***** Listed entries *****

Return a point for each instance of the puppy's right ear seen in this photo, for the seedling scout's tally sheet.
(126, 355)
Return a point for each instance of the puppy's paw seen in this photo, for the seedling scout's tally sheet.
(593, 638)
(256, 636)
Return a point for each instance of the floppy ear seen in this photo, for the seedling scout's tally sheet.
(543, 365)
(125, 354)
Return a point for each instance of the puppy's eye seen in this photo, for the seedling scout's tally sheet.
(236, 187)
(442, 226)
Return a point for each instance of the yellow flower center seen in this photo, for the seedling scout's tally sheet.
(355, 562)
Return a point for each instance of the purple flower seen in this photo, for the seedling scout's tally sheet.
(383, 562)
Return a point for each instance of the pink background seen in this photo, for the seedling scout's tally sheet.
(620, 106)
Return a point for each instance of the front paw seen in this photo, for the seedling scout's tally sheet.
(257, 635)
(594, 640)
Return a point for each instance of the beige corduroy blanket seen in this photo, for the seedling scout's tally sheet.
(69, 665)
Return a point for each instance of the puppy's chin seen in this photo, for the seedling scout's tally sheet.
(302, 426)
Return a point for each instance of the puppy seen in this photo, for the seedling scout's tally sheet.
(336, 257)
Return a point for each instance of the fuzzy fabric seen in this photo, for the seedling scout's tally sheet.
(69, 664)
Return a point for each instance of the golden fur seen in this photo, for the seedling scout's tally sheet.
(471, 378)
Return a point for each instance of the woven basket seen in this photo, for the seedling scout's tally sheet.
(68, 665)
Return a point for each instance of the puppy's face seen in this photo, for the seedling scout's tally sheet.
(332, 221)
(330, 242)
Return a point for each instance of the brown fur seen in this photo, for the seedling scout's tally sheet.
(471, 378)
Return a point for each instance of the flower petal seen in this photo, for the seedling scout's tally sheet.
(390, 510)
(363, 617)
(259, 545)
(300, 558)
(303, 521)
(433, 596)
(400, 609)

*****

Task brief: Write out all the records above again, switching every "tally sheet" to "score card" and leaving everything else as it is.

Exercise result:
Return a point for each instance of the puppy's right ear seen in this photo, for the seedling scout's score card.
(126, 355)
Return a point for each instance of the puppy's paw seen in this photo, for the seedling scout's score card.
(593, 638)
(256, 636)
Return a point for each instance of the floppy ear seen in this photo, for the seedling scout's score card.
(543, 365)
(125, 354)
Return a point for each instance of the puppy's eye seen in this photo, for the seedling scout's score card.
(236, 187)
(442, 226)
Return a point for each instance of the yellow flower center seen in this photo, for the seedling scout's score card.
(355, 562)
Return a point for each instance of the purple flower seen in this photo, for the seedling scout's score card.
(383, 562)
Return a point for each instance of the pink background seen in this photo, for the seedling scout's score card.
(620, 106)
Return a point for each instance of the front paw seen in this photo, for the seedling scout's score card.
(257, 635)
(594, 640)
Return a point for each instance of the beige corduroy blanket seen in this photo, for the seedling scout's score card.
(69, 665)
Return a point for each instance of the puppy's chin seen in this photo, for the seedling scout's score card.
(302, 426)
Return a point for each instance of the puppy seen in this photo, for the seedling scout's score card.
(336, 257)
Return a point for each instance of the fuzzy fabric seen in this photo, for the seedling scout's score card.
(69, 664)
Return a point for each instance of the golden fur seen in this photo, for the seedling scout's score card.
(471, 378)
Return a point for each instance of the woven basket seen in this photo, for the seedling scout's score card.
(68, 665)
Return a point for each instance of the puppy's face seen in this photo, for the seedling scout's score card.
(332, 221)
(330, 242)
Return a point for each instance of the brown fur seen in this photo, for the seedling scout's score card.
(471, 378)
Return a point for each instance of the flower petal seen in this photo, for the seedling scout's score card.
(390, 510)
(363, 617)
(259, 545)
(300, 558)
(303, 521)
(433, 596)
(400, 609)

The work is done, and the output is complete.